_Exercise tasks_:
1. Please return the passage of the Flink configuration proposal that runs from "We should evolve" down to "more declarative information.", copied word for word.
2. Supply the next part of the Flink configuration proposal, starting right after its final sentence.

We should evolve ConfigOption and Configuration to replace DescriptorProperties and have a unified configuration for Flink from higher levels (e.g. SQL Client CLI) over core classes (e.g. new Executor) down to connectors (e.g. Kafka with JSON format).
Public Interfaces
List of new interfaces:
OptionBuilder#intType(...)/stringType(...)/...
TypedConfigOptionBuilder, ListConfigOptionBuilder
ReadableConfig/WritableConfig
Configuration implements ReadableConfig/WritableConfig thus receives new get(...)/getOptional(...)/#set(...)
Proposed Changes
Overview
Because config options are already used at a couple of places in the code base, we aimed to minimize the amount of changes necessary while enriching a config option with more declarative information.
The declarative approach of ConfigOptions and the clear separation of Java classes and ReadableConfig/WritableConfig allows us to change the actual string serialization format at any time. Thus, we can still introduce pure YAML or JSON in the future.
Example:
ConfigOptions.key("key")
.intType()
.defaultValue(12);
Proposed changes to ConfigOption:
In order for ConfigOption to contain information about the class it describes, we should add two additional fields to ConfigOption:
private final Class typeClass;
private final boolean isList;
The typeClass field describes the type that this ConfigOption describes. There are 3 cases:
- typeClass == e.g. Integer.class -> ConfigOption<Integer>
- typeClass == e.g. Integer.class & isList = true for ConfigOption<List<Integer>>
- typeClass == Map.class -> ConfigOption<Map<String, String>>
This way we can describe all necessary types without backwards incompatible changes to the ConfigOption class.

_Dataset records about object locations_:

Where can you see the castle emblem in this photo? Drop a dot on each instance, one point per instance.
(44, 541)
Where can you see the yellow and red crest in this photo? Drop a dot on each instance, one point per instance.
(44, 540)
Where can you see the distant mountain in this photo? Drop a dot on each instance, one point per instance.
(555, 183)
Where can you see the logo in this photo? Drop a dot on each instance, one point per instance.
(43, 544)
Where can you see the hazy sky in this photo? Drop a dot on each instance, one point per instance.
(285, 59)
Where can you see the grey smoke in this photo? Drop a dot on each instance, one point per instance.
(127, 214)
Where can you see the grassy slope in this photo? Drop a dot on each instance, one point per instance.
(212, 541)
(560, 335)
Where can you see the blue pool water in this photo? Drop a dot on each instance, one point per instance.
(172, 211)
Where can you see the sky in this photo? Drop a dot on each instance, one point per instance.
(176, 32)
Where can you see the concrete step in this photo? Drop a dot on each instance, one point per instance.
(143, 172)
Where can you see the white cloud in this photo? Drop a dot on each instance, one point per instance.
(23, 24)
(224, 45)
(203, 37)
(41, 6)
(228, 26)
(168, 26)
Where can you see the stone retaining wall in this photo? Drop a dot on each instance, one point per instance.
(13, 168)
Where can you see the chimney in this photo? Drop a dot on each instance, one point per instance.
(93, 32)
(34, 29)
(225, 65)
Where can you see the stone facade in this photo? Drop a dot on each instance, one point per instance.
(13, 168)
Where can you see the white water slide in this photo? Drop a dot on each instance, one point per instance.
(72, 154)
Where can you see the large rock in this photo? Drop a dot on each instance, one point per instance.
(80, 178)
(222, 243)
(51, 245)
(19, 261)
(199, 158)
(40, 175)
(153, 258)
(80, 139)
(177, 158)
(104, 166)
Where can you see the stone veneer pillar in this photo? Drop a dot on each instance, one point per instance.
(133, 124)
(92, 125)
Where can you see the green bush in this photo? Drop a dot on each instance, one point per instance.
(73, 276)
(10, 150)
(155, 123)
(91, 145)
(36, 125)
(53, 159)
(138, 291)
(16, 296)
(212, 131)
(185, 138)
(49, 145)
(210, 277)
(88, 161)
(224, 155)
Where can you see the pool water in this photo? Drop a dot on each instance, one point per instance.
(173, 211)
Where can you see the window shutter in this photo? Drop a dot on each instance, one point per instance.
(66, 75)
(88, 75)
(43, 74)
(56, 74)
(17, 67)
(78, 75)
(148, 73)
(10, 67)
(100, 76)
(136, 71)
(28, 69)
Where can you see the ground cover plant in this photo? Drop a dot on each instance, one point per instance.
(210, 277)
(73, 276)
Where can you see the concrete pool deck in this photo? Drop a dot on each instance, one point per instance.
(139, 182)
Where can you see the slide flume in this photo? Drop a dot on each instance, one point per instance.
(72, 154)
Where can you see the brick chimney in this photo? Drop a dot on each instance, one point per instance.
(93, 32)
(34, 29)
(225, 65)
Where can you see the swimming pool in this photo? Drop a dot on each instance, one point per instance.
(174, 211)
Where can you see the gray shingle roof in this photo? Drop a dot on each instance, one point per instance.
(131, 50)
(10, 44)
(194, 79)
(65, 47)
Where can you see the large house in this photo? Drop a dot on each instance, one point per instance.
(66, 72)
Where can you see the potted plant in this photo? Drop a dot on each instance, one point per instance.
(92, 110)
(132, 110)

_Answers for the tasks_:
1.
We should evolve ConfigOption and Configuration to replace DescriptorProperties and have a unified configuration for Flink from higher levels (e.g. SQL Client CLI) over core classes (e.g. new Executor) down to connectors (e.g. Kafka with JSON format).
Public Interfaces
List of new interfaces:
OptionBuilder#intType(...)/stringType(...)/...
TypedConfigOptionBuilder, ListConfigOptionBuilder
ReadableConfig/WritableConfig
Configuration implements ReadableConfig/WritableConfig thus receives new get(...)/getOptional(...)/#set(...)
Proposed Changes
Overview
Because config options are already used at a couple of places in the code base, we aimed to minimize the amount of changes necessary while enriching a config option with more declarative information.

2.
We explicitly exclude further nesting. This could potentially circumvent the current configuration design which is not what we want.
However, lists of data types or a string-string map are frequently needed types.
Proposed New Builder Pattern:
The current builder pattern in ConfigOptions is not expressive enough to define a type or a list of types. We suggest to introduce a new builder that can be accessed via:
ConfigOptions.key("key")
The entire builder is defined as:
public static class OptionBuilder {
private final String key;
OptionBuilder(String key) {
this.key = key;
}
TypedConfigOptionBuilder<Integer> intType() {
return new TypedConfigOptionBuilder<>(key, Integer.class);
}
TypedConfigOptionBuilder<String> stringType() {
return new TypedConfigOptionBuilder<>(key, String.class);
}
TypedConfigOptionBuilder<Duration> durationType() {
return new TypedConfigOptionBuilder<>(key, Duration.class);
}
TypedConfigOptionBuilder<Map<String, String>> mapType() {
return new TypedConfigOptionBuilder<>(key, Map.class);
}
<T> TypedConfigOptionBuilder<T> enumType(Class<T extends Enum<T>> clazz) {
return new TypedConfigOptionBuilder<>(key, clazz);
}
// All supported atomic types: Boolean, Integer, Long, Double, Float, String, Duration, MemorySize, Enum, Map<String, String>
/**
* Creates a ConfigOption with the given default value.
*
* <p>This method does not accept "null". For options with no default value, choose
* one of the {@code noDefaultValue} methods.
*
* @param value The default value for the config option
* @param <T> The type of the default value.
* @return The config option with the default value.
*/
@Deprecated
public <T> ConfigOption<T> defaultValue(T value) {
checkNotNull(value);
return new ConfigOption<>(key, value);
}
/**
* Creates a string-valued option with no default value.
* String-valued options are the only ones that can have no
* default value.
*
* @return The created ConfigOption.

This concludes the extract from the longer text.